Content starts

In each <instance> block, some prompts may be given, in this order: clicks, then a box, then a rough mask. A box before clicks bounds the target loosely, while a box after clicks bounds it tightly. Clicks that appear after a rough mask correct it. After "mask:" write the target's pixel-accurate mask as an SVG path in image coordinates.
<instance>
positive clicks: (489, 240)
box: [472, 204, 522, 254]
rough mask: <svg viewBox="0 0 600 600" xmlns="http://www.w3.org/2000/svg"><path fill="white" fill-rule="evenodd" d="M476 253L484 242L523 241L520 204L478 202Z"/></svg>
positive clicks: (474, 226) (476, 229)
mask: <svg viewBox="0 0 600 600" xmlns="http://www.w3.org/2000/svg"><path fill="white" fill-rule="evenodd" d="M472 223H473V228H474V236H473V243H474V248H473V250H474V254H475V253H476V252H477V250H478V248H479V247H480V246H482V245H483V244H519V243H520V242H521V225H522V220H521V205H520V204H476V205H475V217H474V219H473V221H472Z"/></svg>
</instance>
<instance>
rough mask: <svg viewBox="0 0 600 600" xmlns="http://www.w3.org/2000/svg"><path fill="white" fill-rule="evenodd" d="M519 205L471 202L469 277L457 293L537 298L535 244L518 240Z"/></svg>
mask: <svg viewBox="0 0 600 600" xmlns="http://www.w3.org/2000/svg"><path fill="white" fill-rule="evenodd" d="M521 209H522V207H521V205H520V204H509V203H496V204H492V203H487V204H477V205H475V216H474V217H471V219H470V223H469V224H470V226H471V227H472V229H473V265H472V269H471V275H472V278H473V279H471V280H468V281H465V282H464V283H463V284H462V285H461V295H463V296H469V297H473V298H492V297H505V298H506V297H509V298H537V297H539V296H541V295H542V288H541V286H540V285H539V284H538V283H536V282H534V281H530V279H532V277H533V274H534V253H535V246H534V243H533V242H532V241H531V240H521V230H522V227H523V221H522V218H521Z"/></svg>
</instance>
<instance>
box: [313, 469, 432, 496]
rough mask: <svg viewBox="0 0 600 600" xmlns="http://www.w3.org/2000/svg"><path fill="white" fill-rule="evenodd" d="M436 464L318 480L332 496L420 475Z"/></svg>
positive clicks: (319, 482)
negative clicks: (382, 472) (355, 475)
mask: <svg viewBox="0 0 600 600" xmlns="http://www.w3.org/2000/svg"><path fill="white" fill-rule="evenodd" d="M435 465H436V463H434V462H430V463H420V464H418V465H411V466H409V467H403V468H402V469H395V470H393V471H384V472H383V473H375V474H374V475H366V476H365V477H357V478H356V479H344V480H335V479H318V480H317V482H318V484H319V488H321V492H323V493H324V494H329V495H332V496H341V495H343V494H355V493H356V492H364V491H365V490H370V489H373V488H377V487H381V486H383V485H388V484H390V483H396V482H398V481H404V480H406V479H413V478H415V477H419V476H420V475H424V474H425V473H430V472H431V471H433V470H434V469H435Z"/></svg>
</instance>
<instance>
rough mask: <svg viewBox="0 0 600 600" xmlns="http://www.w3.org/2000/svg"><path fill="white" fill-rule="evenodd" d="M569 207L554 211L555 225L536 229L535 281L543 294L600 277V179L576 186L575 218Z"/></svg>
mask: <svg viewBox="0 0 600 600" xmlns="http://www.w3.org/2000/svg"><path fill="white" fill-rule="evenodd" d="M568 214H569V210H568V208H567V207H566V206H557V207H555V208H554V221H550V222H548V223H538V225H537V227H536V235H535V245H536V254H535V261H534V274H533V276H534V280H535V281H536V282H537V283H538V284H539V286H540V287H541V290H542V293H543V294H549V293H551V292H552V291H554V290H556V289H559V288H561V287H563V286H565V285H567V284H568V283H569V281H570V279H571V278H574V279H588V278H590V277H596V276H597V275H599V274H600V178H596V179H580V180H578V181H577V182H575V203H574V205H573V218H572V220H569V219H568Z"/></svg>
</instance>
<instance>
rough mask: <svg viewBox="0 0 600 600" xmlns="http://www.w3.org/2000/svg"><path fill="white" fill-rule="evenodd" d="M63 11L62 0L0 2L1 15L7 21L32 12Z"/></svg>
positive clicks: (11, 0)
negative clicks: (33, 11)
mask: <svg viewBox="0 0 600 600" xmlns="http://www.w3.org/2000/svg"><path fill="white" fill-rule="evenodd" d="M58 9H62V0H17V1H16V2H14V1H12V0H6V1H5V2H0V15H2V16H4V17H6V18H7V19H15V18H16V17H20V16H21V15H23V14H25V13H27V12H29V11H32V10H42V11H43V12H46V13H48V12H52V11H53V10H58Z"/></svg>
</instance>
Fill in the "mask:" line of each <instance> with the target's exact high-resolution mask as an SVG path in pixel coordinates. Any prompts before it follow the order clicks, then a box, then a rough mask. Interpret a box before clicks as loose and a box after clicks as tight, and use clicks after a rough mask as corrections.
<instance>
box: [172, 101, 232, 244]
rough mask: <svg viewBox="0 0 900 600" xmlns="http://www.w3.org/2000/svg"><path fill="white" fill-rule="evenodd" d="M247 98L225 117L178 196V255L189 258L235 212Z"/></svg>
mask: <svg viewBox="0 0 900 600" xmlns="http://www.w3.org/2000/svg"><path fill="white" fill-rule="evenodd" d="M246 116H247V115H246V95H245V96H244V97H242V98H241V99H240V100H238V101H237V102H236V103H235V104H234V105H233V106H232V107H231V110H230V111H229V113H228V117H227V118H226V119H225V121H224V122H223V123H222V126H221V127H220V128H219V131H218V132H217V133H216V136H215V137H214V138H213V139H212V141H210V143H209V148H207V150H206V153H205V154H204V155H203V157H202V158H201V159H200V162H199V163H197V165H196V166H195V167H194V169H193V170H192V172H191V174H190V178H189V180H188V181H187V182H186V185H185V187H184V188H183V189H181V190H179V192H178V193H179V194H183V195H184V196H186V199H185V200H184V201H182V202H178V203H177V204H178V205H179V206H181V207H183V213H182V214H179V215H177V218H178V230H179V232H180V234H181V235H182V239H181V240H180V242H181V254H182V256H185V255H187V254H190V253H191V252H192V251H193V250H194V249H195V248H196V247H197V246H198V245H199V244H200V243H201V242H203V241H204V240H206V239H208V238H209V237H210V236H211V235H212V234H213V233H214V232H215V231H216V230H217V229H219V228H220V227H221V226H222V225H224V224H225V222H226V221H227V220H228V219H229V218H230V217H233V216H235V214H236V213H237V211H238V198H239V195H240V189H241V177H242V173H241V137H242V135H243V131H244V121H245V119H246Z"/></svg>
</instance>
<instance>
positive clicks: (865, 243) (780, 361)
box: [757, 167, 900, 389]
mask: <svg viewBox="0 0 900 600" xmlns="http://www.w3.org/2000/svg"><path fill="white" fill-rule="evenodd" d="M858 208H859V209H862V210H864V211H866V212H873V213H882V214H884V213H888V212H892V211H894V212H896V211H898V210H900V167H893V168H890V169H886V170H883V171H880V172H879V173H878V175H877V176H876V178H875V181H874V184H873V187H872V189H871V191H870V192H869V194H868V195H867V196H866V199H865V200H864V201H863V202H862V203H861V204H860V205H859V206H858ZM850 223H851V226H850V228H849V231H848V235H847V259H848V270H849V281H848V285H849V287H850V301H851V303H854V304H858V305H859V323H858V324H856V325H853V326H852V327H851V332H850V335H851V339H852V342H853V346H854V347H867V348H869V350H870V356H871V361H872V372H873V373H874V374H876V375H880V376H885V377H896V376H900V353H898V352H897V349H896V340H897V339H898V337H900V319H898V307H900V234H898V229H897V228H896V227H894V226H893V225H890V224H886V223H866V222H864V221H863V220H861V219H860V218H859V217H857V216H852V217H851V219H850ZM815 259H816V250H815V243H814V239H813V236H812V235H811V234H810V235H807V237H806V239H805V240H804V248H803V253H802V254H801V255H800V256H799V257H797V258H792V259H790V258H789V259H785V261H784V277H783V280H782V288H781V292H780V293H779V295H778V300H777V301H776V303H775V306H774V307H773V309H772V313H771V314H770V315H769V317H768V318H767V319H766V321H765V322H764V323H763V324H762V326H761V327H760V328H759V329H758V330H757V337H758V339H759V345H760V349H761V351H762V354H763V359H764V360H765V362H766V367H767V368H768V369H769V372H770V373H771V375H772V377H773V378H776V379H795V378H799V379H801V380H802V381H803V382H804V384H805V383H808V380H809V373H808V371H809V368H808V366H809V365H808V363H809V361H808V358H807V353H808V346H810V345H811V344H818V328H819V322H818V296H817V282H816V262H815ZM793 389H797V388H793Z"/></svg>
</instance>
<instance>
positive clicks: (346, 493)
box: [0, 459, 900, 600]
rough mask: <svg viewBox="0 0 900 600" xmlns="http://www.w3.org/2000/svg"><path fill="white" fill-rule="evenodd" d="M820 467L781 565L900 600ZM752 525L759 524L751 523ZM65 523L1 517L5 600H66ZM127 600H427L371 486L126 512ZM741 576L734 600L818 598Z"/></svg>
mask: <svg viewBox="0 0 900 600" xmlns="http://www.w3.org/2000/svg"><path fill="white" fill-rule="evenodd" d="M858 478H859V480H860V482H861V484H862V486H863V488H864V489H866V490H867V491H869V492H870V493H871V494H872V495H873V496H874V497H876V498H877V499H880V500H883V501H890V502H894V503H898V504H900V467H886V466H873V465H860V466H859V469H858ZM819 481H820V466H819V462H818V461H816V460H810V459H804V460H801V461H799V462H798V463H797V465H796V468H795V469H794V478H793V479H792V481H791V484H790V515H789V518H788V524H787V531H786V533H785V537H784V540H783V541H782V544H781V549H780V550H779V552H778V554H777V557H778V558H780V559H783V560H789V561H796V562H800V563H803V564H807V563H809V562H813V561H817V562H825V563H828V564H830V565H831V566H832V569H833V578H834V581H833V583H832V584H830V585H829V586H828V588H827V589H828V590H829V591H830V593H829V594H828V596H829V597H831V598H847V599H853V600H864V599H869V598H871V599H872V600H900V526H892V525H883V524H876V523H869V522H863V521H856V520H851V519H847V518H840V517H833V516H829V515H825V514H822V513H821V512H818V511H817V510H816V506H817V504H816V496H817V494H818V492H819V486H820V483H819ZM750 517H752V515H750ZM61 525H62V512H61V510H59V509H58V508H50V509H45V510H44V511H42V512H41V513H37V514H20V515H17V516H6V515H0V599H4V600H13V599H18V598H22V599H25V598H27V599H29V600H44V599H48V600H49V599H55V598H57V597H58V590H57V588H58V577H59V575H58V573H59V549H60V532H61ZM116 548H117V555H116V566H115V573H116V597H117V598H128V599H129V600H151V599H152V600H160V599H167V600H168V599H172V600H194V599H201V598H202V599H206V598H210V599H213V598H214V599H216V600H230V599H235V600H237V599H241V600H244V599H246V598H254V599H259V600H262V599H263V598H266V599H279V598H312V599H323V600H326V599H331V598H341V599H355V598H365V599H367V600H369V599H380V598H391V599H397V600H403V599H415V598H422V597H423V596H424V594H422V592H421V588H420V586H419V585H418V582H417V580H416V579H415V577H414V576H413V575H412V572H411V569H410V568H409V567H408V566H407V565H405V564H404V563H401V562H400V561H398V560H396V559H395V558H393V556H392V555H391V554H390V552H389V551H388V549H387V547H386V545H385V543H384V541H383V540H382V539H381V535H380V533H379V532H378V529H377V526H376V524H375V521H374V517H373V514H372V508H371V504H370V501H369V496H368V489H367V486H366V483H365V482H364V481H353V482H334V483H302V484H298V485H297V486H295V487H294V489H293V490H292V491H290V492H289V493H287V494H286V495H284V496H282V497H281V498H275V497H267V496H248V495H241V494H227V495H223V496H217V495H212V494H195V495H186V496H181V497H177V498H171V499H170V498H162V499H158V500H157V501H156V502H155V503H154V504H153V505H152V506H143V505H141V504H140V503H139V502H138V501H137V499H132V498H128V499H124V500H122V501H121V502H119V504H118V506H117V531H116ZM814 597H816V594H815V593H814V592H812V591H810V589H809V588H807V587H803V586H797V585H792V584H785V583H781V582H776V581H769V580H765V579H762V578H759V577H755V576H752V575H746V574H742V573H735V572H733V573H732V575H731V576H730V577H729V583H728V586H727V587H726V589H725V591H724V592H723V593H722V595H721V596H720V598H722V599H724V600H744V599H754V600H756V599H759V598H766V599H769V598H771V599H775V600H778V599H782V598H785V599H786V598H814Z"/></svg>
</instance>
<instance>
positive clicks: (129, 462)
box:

Content ends

§ **Exercise requirements**
Count the lines above that contain the string "each", matching case exactly, and reply with the number alone.

§ **Expected output**
2